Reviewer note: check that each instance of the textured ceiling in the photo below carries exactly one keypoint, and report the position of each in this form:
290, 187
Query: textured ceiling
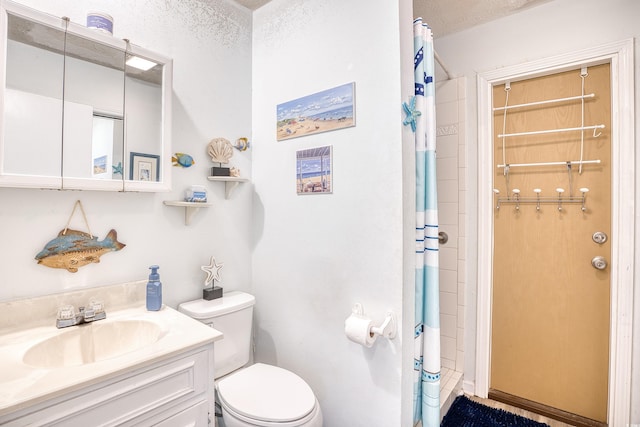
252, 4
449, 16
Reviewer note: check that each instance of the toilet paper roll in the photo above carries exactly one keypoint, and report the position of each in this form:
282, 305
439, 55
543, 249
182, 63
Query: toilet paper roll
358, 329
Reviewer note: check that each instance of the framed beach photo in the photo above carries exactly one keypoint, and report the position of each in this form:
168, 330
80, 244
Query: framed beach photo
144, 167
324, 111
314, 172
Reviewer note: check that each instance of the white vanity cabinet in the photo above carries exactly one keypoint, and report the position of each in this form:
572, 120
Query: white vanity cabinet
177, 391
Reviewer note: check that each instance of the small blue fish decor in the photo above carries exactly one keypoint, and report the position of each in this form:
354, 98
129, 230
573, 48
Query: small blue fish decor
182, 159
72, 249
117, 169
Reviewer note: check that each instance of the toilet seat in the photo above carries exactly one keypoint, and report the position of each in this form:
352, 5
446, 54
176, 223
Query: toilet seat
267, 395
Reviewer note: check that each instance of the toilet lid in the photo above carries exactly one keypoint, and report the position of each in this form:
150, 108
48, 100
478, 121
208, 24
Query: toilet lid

━━━

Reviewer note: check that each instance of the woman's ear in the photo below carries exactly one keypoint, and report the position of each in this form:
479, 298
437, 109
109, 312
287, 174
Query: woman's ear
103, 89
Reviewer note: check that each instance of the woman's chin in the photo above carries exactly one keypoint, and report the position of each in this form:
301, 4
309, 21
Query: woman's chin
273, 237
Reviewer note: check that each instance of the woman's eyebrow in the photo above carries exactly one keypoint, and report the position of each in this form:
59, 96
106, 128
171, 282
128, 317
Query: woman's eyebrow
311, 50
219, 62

━━━

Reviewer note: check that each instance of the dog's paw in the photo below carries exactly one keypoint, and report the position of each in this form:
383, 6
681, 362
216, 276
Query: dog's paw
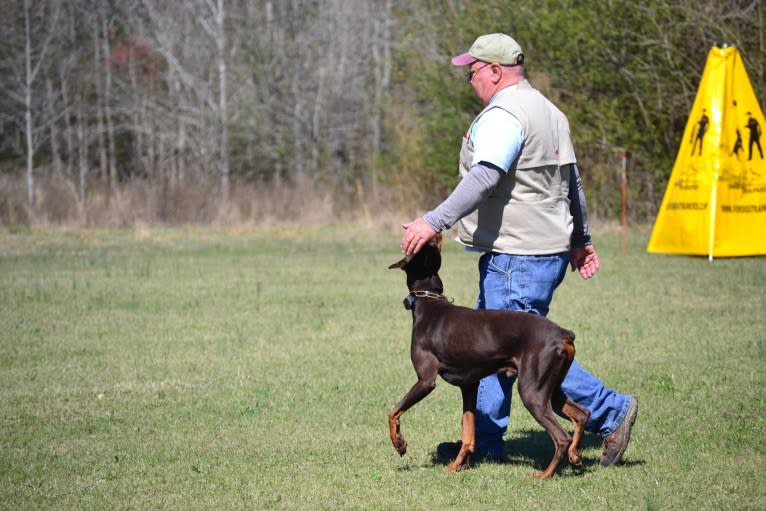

━━━

• _PROBLEM DESCRIPTION_: Each line containing the word "below" needs to be copied from the data above.

• _EXERCISE RESPONSE_:
Reviewer note: check that each instance of the textured ceiling in the photo below carries exactly one keypoint, and report the position of each in this form:
Reviewer note: check that each instance of the woman's ear in the photo below carries exactly one keypoint, and report the position of each in this form:
Reviewer note: check that each instance of the dog's paw in the photo below carries exactly one keypoint, and report the position of each in this form:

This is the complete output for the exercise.